[Text block start]
The past winter brought some headwinds.

Severe weather in the western United States — including heavy rains in some areas and snow in southern California — hampered purchases for home improvement. Meanwhile, drops in lumber prices have meant Home Depot has had to cut some of its own prices, too.

More crucial are changes in consumer demand.

With many companies in hybrid mode or completely back in the office, many Americans are spending less time at home. And while inflation has ebbed from the crest of last summer, it continues to chew at consumer purchasing power.

In addition, uncertainty continues to hover over the economy, especially with the Federal Reserve signaling a determination to keep raising interest rates.

Purchases of “big-ticket” items are down, either because consumers are cutting back or because they prefer to divvy up projects into smaller, more digestible bites, said company officials.

“There has been a transition period,” said Richard McPhail, Home Depot’s chief financial officer. “We are going to learn a lot over the next few weeks in terms of underlying demand.”

Still, no one is predicting serious trouble for Home Depot. With the job market robust, most household finances are in good shape and most of the company’s customers are homeowners.
[Text block end]
#### Challenges
[1] Reproduce word for word the part of the Home Depot passage starting with "More crucial are" and going on through "said company officials.".
[2] Decide whether each statement agrees with the Home Depot passage, answering yes or no and quoting the words that settle it: (a) Rising lumber prices have let Home Depot raise some of its prices. (b) The Federal Reserve is signaling a determination to keep raising interest rates. (c) Most of the company's customers are renters.
[3] In the Home Depot passage, what position does Richard McPhail hold?
The lines after this point are separate from the Home Depot passage.
[Provided material start]
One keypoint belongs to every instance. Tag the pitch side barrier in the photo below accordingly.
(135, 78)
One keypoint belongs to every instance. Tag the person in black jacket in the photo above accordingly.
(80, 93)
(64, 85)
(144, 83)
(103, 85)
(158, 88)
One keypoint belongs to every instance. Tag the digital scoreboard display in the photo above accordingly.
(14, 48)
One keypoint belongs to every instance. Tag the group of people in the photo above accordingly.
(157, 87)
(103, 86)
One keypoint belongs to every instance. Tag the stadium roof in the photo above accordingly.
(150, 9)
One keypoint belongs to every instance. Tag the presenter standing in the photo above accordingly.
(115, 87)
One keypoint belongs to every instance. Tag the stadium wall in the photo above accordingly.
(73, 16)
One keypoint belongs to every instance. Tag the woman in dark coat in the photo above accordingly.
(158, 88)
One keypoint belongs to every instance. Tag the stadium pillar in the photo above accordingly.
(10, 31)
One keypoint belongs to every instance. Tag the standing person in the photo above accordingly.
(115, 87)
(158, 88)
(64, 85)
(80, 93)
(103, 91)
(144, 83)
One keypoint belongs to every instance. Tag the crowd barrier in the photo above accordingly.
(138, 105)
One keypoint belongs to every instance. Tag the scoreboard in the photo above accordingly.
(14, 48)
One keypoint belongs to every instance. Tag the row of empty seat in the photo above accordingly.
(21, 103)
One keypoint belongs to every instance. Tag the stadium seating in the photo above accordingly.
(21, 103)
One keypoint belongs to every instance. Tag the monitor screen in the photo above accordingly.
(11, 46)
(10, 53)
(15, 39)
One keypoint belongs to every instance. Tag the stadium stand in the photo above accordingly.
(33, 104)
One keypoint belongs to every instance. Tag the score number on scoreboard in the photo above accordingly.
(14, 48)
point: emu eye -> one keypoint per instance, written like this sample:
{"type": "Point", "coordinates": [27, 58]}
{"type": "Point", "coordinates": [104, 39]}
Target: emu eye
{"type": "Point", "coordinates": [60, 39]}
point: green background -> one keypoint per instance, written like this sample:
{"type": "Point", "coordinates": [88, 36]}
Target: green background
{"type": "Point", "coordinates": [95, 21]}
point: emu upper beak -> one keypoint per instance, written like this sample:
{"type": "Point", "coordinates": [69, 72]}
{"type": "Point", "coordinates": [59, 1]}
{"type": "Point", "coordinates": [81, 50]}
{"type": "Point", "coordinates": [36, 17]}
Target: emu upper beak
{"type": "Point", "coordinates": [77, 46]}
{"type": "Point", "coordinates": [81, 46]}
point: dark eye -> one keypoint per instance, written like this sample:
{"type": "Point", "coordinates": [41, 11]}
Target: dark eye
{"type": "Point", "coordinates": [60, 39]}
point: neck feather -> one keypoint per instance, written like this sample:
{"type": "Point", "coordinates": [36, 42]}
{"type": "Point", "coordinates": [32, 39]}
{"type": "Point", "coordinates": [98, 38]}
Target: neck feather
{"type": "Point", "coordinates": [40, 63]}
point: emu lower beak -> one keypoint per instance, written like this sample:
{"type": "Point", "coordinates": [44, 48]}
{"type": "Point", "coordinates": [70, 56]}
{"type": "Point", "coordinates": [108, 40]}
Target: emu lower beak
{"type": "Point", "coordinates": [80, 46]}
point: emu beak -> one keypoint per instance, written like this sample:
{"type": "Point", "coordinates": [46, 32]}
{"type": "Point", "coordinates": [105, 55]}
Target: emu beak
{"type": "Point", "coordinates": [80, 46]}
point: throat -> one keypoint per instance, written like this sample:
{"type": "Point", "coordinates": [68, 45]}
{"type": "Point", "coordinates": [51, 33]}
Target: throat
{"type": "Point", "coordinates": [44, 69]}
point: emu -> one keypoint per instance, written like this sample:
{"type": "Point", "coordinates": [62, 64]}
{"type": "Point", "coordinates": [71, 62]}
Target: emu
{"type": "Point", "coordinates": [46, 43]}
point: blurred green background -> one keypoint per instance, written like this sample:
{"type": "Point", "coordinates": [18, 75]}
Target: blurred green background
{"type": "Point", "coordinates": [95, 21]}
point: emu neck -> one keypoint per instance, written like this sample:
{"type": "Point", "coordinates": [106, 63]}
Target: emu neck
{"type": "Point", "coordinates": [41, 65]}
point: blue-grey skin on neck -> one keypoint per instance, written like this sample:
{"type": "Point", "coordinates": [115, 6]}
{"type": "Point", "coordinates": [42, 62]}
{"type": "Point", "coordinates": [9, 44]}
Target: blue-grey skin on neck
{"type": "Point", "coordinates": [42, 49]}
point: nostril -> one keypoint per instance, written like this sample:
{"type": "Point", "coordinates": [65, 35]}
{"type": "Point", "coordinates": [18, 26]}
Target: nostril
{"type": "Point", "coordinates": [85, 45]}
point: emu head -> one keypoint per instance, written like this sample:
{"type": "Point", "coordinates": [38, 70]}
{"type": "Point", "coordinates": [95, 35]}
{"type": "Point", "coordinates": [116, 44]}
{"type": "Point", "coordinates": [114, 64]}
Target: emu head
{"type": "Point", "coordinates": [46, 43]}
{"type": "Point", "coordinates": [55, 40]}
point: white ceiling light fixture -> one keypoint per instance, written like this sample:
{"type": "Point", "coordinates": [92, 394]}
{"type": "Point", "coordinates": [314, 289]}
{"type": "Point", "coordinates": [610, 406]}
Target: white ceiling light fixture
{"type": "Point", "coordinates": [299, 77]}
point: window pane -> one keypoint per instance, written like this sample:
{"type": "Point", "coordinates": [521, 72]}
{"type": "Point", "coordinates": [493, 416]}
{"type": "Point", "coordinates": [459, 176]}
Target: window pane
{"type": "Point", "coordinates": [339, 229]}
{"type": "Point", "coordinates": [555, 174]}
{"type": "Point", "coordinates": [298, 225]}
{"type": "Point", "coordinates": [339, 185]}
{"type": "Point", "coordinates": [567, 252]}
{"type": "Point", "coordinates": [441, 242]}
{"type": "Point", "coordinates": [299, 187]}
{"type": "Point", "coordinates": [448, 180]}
[Provided material end]
#### Complete answers
[1]
More crucial are changes in consumer demand.

With many companies in hybrid mode or completely back in the office, many Americans are spending less time at home. And while inflation has ebbed from the crest of last summer, it continues to chew at consumer purchasing power.

In addition, uncertainty continues to hover over the economy, especially with the Federal Reserve signaling a determination to keep raising interest rates.

Purchases of “big-ticket” items are down, either because consumers are cutting back or because they prefer to divvy up projects into smaller, more digestible bites, said company officials.

[2]
(a) No: "drops in lumber prices have meant Home Depot has had to cut some of its own prices, too."
(b) Yes: "the Federal Reserve signaling a determination to keep raising interest rates."
(c) No: "most of the company’s customers are homeowners."

[3] He is Home Depot’s chief financial officer.